■ **Supplied material**

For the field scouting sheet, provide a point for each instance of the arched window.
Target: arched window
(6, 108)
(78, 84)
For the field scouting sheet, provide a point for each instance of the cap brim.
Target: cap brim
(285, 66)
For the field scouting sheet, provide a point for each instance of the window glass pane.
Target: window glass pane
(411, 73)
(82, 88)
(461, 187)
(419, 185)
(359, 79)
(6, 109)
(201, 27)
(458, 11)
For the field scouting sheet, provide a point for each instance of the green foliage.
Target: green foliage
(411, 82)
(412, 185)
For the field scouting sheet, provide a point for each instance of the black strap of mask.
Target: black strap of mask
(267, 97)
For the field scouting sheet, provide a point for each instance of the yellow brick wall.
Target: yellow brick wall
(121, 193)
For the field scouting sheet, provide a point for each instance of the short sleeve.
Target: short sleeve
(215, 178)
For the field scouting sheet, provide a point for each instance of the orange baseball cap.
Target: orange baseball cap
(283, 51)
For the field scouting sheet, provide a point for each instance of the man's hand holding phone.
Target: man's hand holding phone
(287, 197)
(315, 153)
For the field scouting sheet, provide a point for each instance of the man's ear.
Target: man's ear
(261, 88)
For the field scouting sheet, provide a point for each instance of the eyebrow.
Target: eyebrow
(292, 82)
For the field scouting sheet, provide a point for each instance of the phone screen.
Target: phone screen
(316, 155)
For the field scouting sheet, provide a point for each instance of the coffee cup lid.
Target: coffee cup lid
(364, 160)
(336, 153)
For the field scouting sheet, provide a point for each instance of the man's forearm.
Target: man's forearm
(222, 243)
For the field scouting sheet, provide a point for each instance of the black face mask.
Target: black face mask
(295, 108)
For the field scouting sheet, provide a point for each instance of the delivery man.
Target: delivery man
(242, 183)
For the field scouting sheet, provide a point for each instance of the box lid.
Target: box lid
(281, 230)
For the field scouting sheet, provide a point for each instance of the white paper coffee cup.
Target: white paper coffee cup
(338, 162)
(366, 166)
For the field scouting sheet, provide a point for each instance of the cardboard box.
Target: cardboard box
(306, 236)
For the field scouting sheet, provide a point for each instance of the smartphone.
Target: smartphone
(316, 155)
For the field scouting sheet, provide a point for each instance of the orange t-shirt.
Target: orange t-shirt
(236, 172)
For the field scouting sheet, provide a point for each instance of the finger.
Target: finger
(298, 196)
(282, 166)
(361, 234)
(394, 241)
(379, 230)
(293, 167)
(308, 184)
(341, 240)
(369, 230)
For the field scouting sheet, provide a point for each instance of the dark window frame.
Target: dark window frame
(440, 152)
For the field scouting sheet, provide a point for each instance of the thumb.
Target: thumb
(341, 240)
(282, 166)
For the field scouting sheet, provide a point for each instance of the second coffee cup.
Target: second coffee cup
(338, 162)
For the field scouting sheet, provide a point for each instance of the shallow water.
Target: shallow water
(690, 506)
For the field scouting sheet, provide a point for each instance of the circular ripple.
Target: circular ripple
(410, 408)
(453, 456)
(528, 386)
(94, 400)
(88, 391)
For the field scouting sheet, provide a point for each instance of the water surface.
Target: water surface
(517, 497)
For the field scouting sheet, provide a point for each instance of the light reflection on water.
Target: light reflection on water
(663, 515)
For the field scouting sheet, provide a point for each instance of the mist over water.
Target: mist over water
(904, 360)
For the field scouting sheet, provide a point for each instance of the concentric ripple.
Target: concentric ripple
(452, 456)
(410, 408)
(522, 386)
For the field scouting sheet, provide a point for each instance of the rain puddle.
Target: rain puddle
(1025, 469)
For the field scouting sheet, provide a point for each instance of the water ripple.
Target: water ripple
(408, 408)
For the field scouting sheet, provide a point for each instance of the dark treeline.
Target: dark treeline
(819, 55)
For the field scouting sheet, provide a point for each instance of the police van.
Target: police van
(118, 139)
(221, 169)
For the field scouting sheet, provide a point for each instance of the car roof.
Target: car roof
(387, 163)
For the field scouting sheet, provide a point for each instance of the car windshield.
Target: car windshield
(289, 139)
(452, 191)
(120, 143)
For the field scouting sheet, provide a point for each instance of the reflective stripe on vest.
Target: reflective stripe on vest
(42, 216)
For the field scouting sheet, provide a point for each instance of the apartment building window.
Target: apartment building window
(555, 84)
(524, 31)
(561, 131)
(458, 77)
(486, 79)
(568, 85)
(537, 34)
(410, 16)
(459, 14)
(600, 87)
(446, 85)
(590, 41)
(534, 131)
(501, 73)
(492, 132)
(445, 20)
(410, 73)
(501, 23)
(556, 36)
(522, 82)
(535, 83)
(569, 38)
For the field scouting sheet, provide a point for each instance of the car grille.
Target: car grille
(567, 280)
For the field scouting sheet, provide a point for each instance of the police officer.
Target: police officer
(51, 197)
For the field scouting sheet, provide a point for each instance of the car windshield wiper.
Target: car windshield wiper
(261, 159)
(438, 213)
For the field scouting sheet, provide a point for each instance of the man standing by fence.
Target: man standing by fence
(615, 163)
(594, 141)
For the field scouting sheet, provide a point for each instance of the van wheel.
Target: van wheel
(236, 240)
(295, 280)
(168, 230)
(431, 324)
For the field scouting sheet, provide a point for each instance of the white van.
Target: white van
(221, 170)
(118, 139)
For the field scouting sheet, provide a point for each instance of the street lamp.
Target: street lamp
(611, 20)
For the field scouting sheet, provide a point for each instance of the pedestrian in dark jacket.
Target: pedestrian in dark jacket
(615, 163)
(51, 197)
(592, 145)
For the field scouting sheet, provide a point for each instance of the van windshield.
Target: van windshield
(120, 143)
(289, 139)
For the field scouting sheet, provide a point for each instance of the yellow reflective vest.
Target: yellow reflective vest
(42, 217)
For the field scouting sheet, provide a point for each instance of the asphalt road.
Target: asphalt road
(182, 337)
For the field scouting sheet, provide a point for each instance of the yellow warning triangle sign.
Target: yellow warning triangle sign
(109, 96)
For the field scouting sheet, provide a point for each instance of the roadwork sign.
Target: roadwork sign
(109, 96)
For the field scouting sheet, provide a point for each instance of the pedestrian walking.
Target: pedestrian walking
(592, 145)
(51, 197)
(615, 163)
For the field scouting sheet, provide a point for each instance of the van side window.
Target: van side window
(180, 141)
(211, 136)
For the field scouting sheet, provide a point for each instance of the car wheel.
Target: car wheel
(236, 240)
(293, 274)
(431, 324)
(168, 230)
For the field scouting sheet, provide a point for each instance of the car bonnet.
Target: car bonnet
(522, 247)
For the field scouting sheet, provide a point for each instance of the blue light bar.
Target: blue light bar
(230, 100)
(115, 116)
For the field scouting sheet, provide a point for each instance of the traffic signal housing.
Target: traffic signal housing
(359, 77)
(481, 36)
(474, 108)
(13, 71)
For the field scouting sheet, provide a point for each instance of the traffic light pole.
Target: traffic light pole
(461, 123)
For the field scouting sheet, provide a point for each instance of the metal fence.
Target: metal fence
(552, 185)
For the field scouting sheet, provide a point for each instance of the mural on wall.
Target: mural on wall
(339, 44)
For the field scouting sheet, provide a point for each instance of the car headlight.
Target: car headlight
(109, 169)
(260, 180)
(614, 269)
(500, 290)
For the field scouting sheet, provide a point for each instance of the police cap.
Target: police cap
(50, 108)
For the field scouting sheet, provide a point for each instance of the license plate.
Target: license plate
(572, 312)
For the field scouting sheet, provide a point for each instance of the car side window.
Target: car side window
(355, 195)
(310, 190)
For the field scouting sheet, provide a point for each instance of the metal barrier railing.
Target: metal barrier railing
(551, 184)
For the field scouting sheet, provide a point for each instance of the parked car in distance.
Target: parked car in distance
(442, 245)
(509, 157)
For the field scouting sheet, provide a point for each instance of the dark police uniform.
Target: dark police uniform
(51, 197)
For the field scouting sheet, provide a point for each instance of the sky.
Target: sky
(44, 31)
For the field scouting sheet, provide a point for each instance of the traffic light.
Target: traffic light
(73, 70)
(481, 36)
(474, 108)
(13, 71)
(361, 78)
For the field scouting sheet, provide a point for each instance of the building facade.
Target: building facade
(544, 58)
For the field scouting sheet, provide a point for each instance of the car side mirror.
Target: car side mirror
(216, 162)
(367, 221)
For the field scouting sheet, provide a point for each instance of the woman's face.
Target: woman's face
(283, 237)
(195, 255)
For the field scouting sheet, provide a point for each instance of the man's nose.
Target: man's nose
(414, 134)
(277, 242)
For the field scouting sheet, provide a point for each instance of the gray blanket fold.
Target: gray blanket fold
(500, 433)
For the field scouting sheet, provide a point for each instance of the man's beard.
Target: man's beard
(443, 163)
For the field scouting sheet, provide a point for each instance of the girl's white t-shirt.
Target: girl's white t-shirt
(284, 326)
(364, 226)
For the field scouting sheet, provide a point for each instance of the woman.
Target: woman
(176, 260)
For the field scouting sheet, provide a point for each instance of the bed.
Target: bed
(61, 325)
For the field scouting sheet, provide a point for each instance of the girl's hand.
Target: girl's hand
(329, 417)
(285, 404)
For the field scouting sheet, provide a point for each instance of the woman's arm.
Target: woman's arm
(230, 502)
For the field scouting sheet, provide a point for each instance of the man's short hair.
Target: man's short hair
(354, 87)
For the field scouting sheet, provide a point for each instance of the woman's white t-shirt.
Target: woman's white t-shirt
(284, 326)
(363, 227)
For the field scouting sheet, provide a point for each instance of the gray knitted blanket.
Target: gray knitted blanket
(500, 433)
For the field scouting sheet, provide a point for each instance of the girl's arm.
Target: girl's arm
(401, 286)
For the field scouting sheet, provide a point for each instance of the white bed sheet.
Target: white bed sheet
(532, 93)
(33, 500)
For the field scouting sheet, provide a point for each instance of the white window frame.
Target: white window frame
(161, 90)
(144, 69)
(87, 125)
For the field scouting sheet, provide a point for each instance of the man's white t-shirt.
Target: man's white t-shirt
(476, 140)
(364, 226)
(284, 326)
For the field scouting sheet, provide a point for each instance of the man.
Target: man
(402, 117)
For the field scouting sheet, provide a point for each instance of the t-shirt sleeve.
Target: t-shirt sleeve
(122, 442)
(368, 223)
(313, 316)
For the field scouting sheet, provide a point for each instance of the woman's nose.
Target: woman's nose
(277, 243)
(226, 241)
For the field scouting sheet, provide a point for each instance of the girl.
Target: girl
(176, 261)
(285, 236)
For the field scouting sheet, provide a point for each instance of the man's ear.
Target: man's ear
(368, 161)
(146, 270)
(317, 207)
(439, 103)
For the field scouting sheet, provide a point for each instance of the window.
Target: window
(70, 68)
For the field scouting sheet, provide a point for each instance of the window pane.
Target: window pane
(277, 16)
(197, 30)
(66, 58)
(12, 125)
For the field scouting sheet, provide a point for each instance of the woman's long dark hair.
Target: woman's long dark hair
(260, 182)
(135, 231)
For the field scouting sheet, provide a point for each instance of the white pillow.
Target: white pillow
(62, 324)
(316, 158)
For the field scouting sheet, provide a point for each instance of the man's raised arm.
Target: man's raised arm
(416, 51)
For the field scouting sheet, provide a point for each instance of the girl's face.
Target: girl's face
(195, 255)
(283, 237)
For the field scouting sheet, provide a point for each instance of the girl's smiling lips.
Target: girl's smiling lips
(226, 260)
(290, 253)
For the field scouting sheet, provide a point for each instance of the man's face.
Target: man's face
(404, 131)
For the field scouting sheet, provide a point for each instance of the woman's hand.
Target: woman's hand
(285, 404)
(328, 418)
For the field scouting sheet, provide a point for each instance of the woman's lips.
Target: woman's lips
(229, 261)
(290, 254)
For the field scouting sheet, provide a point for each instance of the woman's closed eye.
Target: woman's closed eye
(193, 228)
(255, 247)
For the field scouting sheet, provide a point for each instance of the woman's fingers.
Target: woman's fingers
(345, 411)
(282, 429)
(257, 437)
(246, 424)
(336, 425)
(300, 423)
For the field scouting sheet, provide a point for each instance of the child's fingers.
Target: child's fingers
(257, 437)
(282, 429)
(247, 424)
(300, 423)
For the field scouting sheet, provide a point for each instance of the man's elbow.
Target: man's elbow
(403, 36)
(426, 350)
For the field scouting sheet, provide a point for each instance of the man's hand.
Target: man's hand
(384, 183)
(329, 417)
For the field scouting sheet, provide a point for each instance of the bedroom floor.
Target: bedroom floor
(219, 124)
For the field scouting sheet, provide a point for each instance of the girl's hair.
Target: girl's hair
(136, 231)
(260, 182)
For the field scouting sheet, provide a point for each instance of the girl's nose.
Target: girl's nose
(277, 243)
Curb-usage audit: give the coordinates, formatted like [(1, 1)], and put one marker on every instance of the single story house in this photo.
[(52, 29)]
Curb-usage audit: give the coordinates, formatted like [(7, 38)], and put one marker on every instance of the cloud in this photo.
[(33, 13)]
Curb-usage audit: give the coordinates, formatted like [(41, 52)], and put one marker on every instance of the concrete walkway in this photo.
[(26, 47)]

■ **Exercise details**
Reproduce the lines above, beginning at the line with "the police officer." and stopping after the line with "the street lamp.", exactly as they are.

■ **Finished task**
For the field scouting sheet, provide a point for each instance of the police officer.
Target: police officer
(51, 197)
For the field scouting sheet, provide a point for each instance of the car windshield wiper.
Target: car windshield wiper
(261, 159)
(438, 213)
For the field scouting sheet, provide a point for each instance of the man standing by fence.
Target: man standing by fence
(615, 163)
(594, 141)
For the field scouting sheet, provide a point for each instance of the van wheel.
Target: van wheel
(236, 240)
(295, 280)
(168, 230)
(431, 324)
For the field scouting sheet, provide a point for each instance of the white van.
Target: white van
(221, 170)
(118, 139)
For the field scouting sheet, provide a point for each instance of the street lamp.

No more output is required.